### PAGE
[start]

March is the New January: Starting the Year Fighting Fit
Resolutions. Lets look at January like a test run, February for fine tuning your New Year goals, and March… Well, March can be the ‘start all over again’ if you happen to find yourself overwhelmed and off the healthy lifestyle bag wagon.
Everyone goes into the New Year with good intentions. It’s an important time for many people, who see the coming year as a chance to shed the events, good or bad, of the previous year and start with a clean slate. It’s a chance to leave behind the old and start new, empowered and raring to go.
Whether your resolution is to aim to exercise more, tone up, lose weight, quit smoking, stress less or eat clean; even if you are dedicated to it, a resolution is always going to be a work in progress. You have to remember that you have the entire year to work on it and build on your development.
From spiritual to physical, to emotional and financial changes, habits need to be formed over time. Any habit takes an average of three weeks to either break or form.
You may have spent the first half of summer eating big at Christmas, drinking more than you normally would at festive parties, lagging on your exercise regime, and opting to laze on the sofa in the heat or soaking up some rays at the beach.
So, if your lazy summer habits have been well and truly formed, they may take a while to break, but it will be worth it.
Health and fitness and where to start?
Even if your resolutions didn’t start immediately as the clock struck midnight on January 1st, look at every day as a new chance to motivate yourself to reach your goals, whatever they may be. As Australians, there is virtually nowhere on our sun-kissed shores that you can avoid the heat during summer and for many, it can make you feel sluggish and demotivated.
The old adage says “summer bodies are made in winter”, but this isn’t always the case. If you start now, you’ll get an extra half of the year to get yourself in a great place for next summer!Maybe you have been inactive for an extended period of time and are just getting back into properly looking after your body. Not everyone is comfortable working out at a gym or in front of other people while some just prefer outdoor exercise – so start slow, building up your capacity to withstand more intense workouts.
Start small. Nobody is expecting you to be running a half-marathon in your first month back in the game. Rise early and get a minimum of 30 minutes of exercise first thing in the morning. Morning exercise stimulates the mind and puts you in good stead for the day. Go for a brisk walk, jog or run (if you’re feeling bold) and see how much more alert and buzzing you are by the time you start work. If you don’t have time first thing in the morning, try going in the evening, as the sun disappears. It’s often cooler at this time and it will leave you feeling less dehydrated and sluggish.
Yoga is a brilliant way to re-enter the world of fitness. It is one of the few physical activities that touch on physical health as well as spiritual and emotional enlightenment. Its effectiveness at combating depression and anxiety has been well-documented and proven. Its breathing techniques, once learnt, can be used outside of the yoga studio to combat panicked thoughts and to centre yourself. Mind and body are intrinsically linked and exercise has proven to be just as, if not, more effective than anti-depressants.

[end]

Can you update the fitness article from "Start small. Nobody" to "dehydrated and sluggish.", writing that span again with "45 minutes" in place of "30 minutes"? The data is separate material, apart from the fitness article.

### STORED ROWS
[start]

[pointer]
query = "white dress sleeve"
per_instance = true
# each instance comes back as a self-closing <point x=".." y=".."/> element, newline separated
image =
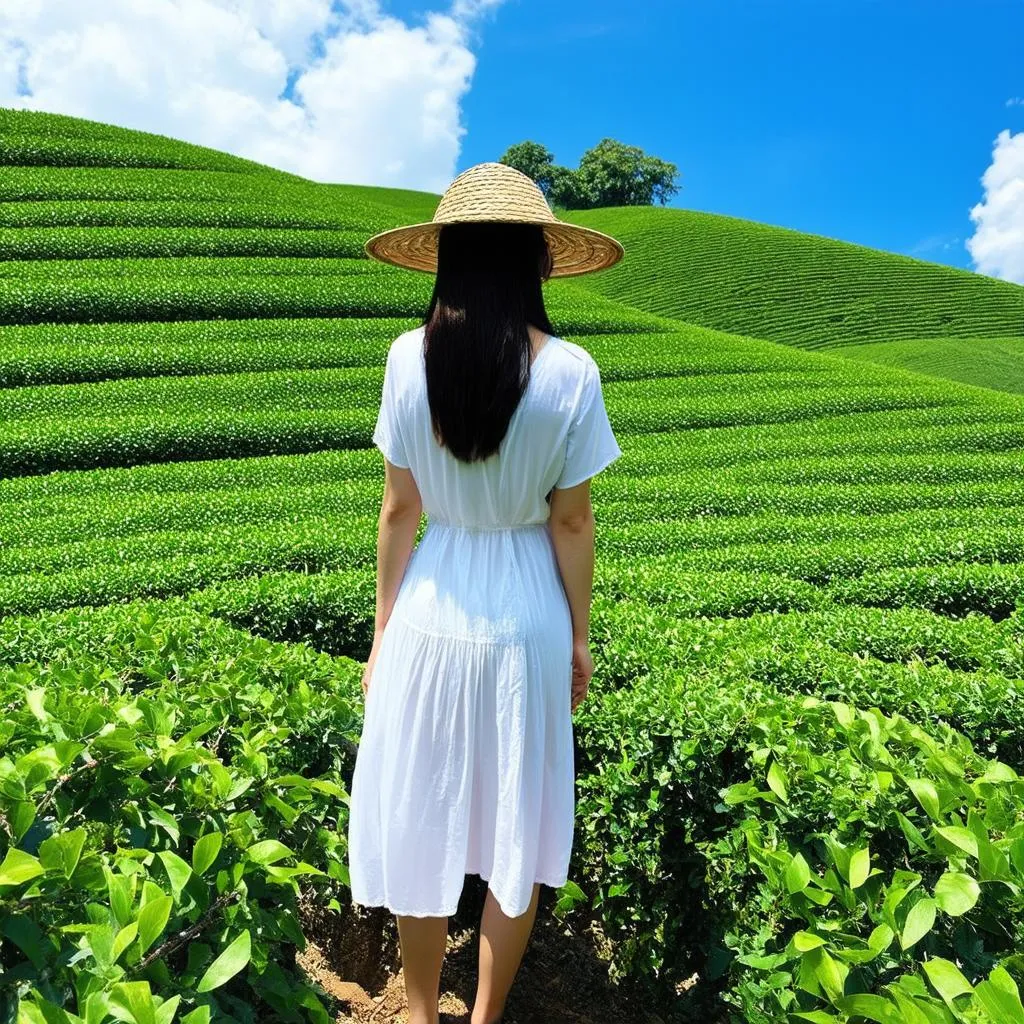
<point x="387" y="432"/>
<point x="591" y="445"/>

[end]

### EXERCISE SOLUTION
Start small. Nobody is expecting you to be running a half-marathon in your first month back in the game. Rise early and get a minimum of 45 minutes of exercise first thing in the morning. Morning exercise stimulates the mind and puts you in good stead for the day. Go for a brisk walk, jog or run (if you’re feeling bold) and see how much more alert and buzzing you are by the time you start work. If you don’t have time first thing in the morning, try going in the evening, as the sun disappears. It’s often cooler at this time and it will leave you feeling less dehydrated and sluggish.